→ Consigne
D'après le texte source, pourquoi certains historiens considèrent-ils l'acceptation finale de Jésus de Nazareth par de nombreux peuples européens comme le plus grand miracle de l'histoire chrétienne ? Répondez en une à trois phrases.

→ Texte source
Tout au long des VIIe et VIIIe siècles, l’Évangile a été lentement accepté par une partie de plus en plus grande de l’Europe, mais il faut se rappeler qu’une grande partie de l’Europe était encore vigoureusement païenne. De nombreux peuples européens étaient si farouches que leur acceptation finale du doux Jésus de Nazareth est considérée par certains historiens comme le plus grand miracle de l’histoire chrétienne. L’évangélisation à cette époque était principalement menée par des moines, et leurs principes solides sont toujours d’actualité. Ils fondaient un monastère dans un endroit isolé, loin des habitations humaines, dans une région païenne. Certains d’entre eux pouvaient prêcher aux gens, mais seulement s’ils avaient un don spécial pour cela. Les autres frères se contenteraient de vivre pleinement leur style de vie évangélique. Avec le temps, les habitants de la région découvraient la vraie nature de la vie des chrétiens, et quand ils aimaient ce qu’ils voyaient, ils s’approchaient du baptême. La componction et la beauté ordonnée des services religieux réchauffaient également le cœur de ces peuples et servaient à les convertir tout autant que les conversations et les raisonnements. En Europe occidentale, ce sont les moines irlandais qui ont été les missionnaires les plus actifs ; en Europe centrale, les moines et les moniales bénédictins d’Angleterre ont christianisé les terres allemandes.

→ Données brutes
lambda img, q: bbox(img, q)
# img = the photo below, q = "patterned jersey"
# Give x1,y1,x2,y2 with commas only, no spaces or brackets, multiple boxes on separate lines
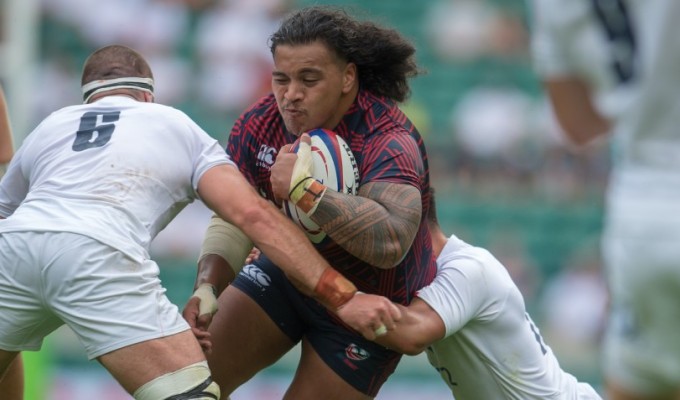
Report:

→ Réponse rédigée
C'est parce que ces peuples européens étaient si farouches. Leur acceptation finale du doux Jésus de Nazareth est donc vue par certains historiens comme le plus grand miracle de l'histoire chrétienne.